(Data)

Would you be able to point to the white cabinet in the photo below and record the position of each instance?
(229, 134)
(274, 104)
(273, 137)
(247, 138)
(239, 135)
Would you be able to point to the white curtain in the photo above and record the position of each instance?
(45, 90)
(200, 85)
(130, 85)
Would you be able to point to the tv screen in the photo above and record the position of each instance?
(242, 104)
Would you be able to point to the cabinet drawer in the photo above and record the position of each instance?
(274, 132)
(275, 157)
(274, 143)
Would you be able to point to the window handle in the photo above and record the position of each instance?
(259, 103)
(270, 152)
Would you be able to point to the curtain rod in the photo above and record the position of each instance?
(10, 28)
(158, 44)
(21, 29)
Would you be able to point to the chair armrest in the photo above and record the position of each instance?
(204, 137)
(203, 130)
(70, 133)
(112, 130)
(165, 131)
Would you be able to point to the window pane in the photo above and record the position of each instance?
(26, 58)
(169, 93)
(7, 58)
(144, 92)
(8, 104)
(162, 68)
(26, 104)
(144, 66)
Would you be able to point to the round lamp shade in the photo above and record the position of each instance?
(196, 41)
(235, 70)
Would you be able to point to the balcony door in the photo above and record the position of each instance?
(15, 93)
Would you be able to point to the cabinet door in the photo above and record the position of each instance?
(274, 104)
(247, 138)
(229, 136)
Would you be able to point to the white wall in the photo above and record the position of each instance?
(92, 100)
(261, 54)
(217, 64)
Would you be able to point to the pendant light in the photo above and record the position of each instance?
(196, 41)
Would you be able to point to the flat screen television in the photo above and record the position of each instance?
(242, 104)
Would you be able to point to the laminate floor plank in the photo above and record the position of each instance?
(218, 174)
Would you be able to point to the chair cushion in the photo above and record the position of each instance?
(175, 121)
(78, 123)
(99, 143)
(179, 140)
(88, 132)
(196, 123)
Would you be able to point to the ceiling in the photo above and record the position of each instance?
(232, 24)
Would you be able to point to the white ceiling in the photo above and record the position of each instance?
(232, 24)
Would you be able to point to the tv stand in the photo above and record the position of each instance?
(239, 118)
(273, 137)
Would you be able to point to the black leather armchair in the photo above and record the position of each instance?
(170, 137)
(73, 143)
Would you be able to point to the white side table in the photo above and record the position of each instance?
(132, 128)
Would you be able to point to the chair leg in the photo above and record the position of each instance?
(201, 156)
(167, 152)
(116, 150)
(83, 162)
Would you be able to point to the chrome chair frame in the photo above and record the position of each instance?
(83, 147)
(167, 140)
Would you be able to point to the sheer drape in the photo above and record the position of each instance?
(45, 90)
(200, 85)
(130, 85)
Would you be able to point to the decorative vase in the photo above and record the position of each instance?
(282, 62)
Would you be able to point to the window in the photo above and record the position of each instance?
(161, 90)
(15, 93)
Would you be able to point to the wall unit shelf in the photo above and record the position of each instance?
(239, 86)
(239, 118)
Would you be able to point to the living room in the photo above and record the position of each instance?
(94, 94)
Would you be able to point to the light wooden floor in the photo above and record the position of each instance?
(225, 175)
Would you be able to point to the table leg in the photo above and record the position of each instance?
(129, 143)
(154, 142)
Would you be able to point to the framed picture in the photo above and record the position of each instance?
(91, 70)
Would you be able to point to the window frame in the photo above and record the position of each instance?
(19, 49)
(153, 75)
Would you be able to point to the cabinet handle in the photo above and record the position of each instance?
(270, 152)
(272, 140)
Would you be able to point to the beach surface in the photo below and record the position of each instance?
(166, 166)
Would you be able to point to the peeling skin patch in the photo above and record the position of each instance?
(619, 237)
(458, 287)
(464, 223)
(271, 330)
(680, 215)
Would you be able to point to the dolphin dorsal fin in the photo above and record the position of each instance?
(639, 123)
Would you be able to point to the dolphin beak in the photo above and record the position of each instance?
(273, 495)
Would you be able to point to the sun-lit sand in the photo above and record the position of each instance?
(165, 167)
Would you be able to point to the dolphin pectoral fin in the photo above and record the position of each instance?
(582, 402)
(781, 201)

(End Data)

Aim of the exercise »
Retype each entry exactly, leaving none of them out.

Answer »
Would you be able to point to the white cabinet in the photo below and record the position of each instance?
(229, 134)
(274, 104)
(273, 137)
(247, 138)
(239, 135)
Would you be able to point to the white curtain in the photo above and record the position of each instance?
(45, 90)
(200, 85)
(130, 85)
Would you be able to point to the tv screen in the photo above and record the position of each instance?
(242, 104)
Would you be able to point to the cabinet drawer in the photo above and record the position of each instance?
(274, 132)
(275, 157)
(274, 143)
Would you be able to point to the window handle in the photo above and record the position of each instance?
(259, 103)
(270, 152)
Would you be able to point to the curtain rod in the photo above and record the position of each instance?
(10, 28)
(158, 44)
(21, 29)
Would you be able to point to the chair armrest in the photo above and record the position of each instance?
(204, 137)
(203, 130)
(70, 133)
(112, 130)
(165, 131)
Would you be able to point to the window pane in the photo above and record the position of each instance?
(26, 58)
(169, 93)
(7, 58)
(144, 92)
(8, 104)
(162, 68)
(26, 104)
(144, 66)
Would you be able to point to the round lamp shade in the photo above and record the position of each instance?
(196, 41)
(235, 70)
Would you be able to point to the balcony door in the photo above and record the position of each instance?
(15, 93)
Would you be able to point to the cabinet door in the photo above and record the position of each instance?
(274, 104)
(247, 138)
(229, 136)
Would you be able to point to the white wall in the photo above and record the position of each instance?
(92, 100)
(261, 54)
(217, 64)
Would you be able to point to the pendant light in the photo above and record the position of each instance?
(196, 41)
Would you be able to point to the flat screen television in the photo above and record the position of each instance?
(242, 104)
Would you be able to point to the laminate floor plank in the photo above and record the position of each instance?
(218, 174)
Would you be able to point to the chair cushion in the photo above and record the position of each instance?
(175, 121)
(78, 123)
(99, 143)
(179, 140)
(88, 132)
(196, 123)
Would you be able to point to the ceiling in the photo above and record the position of each instance?
(232, 24)
Would you be able to point to the white ceiling in the photo above and record the position of each instance?
(232, 24)
Would you be able to point to the tv stand in the photo above and record the position of each instance?
(239, 118)
(273, 137)
Would you be able to point to the black leather armchair in the photo above and record the position of each instance?
(170, 137)
(73, 143)
Would you be able to point to the white side table in the photo above and record the position of each instance?
(132, 128)
Would you be able to point to the chair leg in the photo above and record the position of each instance?
(201, 156)
(167, 152)
(116, 150)
(83, 162)
Would you be able to point to the chrome chair frame in the photo above and record the position of each instance?
(83, 147)
(167, 140)
Would you be able to point to the sheer drape in the photo above and record the position of each instance?
(45, 90)
(200, 85)
(130, 85)
Would you be able to point to the decorative vase in the photo above and record the position of each instance?
(282, 62)
Would you be able to point to the window in the photo above and record the position of each instance?
(161, 90)
(15, 93)
Would you be able to point to the wall unit shelf in the photo above and record the position of each instance?
(239, 86)
(239, 118)
Would you be able to point to the living room in the photo above and record the position of each instance?
(94, 94)
Would you be able to point to the light wooden floor in the photo above and record the position of each instance?
(225, 175)
Would you be able to point to the table leg in the photo above and record the position of each instance?
(129, 143)
(154, 142)
Would you be able to point to the framed picture in the photo above and record the position of each instance?
(91, 70)
Would you be able to point to the window frame in the photo above and record the position of each instance?
(19, 49)
(153, 75)
Would you be able to point to the cabinet handle in the photo above and record the position of each instance?
(270, 152)
(272, 140)
Would you be able to point to the beach surface in the photo below and record the position of each instance?
(166, 166)
Would you be able to point to the peeling skin patch in the photo above and record the position of each instance?
(619, 237)
(458, 287)
(464, 223)
(271, 330)
(680, 215)
Would you be able to point to the dolphin dorsal fin in the photo above and record the position of each instance?
(639, 123)
Would you be able to point to the dolphin beak in the photo above and record the position of each instance?
(273, 495)
Would you be able to point to the sun-lit sand in the photo above and record the position of each instance?
(165, 167)
Would you be able to point to the dolphin pectoral fin in the photo above and record the position of each instance?
(582, 402)
(781, 201)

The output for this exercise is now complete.